Task item → Your answer is the lines below, exactly, from the one that contains "Target: blue umbrella" through the one that contains "Target: parked car", both included.

START Records for the task

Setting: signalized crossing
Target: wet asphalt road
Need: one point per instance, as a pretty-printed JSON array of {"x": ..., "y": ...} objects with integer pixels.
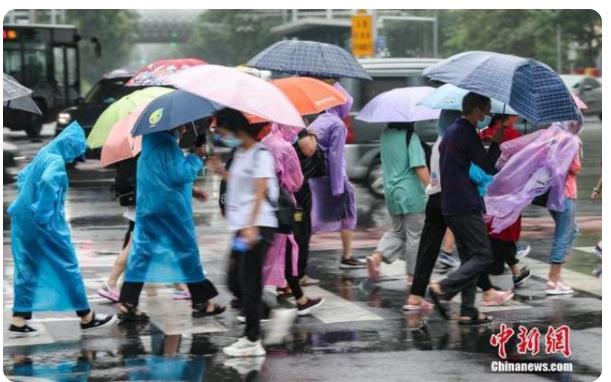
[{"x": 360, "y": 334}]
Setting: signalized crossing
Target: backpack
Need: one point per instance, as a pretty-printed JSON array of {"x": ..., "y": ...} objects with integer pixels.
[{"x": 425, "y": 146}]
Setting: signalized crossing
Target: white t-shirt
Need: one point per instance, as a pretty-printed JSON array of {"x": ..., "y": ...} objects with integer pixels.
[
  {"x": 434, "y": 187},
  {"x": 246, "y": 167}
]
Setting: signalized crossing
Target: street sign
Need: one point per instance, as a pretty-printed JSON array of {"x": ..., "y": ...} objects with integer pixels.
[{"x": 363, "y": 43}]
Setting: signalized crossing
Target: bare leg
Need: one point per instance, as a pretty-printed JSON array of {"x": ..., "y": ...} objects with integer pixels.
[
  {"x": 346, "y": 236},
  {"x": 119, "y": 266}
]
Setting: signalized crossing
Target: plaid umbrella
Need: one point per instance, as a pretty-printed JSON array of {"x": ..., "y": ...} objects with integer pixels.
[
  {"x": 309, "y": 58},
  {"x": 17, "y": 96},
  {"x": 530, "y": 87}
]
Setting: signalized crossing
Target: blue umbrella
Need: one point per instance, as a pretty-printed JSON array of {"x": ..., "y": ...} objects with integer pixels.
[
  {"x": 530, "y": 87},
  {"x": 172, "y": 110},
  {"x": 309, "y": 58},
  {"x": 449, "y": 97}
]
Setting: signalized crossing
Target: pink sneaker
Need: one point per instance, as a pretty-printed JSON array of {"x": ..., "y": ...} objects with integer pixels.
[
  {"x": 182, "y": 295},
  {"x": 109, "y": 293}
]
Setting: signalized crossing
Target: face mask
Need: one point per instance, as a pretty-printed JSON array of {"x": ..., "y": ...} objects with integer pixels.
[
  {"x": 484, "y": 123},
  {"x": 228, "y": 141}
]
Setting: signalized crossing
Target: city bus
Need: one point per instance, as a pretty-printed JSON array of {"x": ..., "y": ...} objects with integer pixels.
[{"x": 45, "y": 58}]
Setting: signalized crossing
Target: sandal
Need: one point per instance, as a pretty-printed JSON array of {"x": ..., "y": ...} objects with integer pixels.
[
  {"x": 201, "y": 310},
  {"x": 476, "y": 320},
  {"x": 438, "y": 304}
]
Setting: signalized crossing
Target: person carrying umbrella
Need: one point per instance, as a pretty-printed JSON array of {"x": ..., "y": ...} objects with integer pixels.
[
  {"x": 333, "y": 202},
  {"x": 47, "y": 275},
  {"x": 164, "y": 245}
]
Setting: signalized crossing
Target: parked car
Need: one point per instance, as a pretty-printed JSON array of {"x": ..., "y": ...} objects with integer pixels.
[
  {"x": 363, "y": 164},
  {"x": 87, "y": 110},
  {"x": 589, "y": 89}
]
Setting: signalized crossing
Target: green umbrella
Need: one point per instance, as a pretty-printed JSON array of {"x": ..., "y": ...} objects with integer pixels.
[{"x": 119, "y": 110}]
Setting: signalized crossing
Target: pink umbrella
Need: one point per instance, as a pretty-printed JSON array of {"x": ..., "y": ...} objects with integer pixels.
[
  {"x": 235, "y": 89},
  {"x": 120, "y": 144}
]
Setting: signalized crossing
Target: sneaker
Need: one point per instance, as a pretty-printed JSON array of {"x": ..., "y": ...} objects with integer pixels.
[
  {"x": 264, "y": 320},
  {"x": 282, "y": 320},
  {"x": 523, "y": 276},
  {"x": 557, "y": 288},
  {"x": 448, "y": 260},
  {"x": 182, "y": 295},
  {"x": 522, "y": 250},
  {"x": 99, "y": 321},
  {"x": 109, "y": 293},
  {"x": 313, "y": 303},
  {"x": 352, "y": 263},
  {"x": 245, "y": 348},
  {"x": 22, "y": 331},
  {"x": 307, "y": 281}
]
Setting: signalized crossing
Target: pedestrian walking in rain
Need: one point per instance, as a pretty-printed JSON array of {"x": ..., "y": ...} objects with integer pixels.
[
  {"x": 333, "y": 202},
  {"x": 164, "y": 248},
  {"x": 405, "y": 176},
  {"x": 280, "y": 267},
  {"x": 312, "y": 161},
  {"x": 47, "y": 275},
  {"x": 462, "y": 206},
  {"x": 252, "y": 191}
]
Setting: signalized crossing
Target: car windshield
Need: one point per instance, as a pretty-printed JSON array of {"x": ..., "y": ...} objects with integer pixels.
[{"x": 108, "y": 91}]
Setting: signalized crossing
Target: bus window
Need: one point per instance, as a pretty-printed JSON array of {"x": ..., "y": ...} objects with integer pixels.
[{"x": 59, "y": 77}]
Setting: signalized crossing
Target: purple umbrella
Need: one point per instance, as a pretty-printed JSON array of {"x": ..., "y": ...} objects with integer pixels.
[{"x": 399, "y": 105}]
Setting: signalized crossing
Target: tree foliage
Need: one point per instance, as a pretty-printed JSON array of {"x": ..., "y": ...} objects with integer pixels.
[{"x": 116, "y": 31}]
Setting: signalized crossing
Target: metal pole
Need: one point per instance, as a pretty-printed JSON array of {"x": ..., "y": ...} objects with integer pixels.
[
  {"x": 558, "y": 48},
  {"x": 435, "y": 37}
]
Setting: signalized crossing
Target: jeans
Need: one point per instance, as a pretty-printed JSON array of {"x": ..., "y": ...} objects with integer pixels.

END Records for the task

Exercise result →
Target: blue umbrella
Need: one point per instance, as a pretty-printed JSON array of {"x": ..., "y": ...} objects with integer pixels.
[
  {"x": 530, "y": 87},
  {"x": 172, "y": 110},
  {"x": 309, "y": 58},
  {"x": 449, "y": 97}
]
Setting: signalized crossing
Target: pink sneaker
Need: one point per instance, as a pretty-printed JSON array of {"x": ..., "y": ...} objects with integer pixels.
[
  {"x": 182, "y": 295},
  {"x": 109, "y": 293}
]
Setting: signalized crossing
Target: face mask
Need: one point per instance, as a pretty-printed JSON array of {"x": ..., "y": ...} objects with integer pixels.
[
  {"x": 484, "y": 123},
  {"x": 228, "y": 141}
]
Setting: signalized crossing
Target: city bus
Need: one point per instance, as a pretty-printed JSON array of {"x": ..., "y": ...} objects with integer pixels.
[{"x": 45, "y": 58}]
Setting: signalized crossing
Target: sandal
Need: one point per instance, as a pretty-printed JSON array of {"x": ..., "y": ...} objects with integer pixels.
[
  {"x": 201, "y": 310},
  {"x": 476, "y": 320},
  {"x": 438, "y": 304}
]
Setting: signalized crossing
Target: person carrying umbrella
Need: one point per instance, as a pretty-printed JSON array of {"x": ..., "y": ...} objects with integer pixels.
[
  {"x": 333, "y": 202},
  {"x": 47, "y": 275},
  {"x": 164, "y": 245}
]
Setting: signalized crossing
Target: parked car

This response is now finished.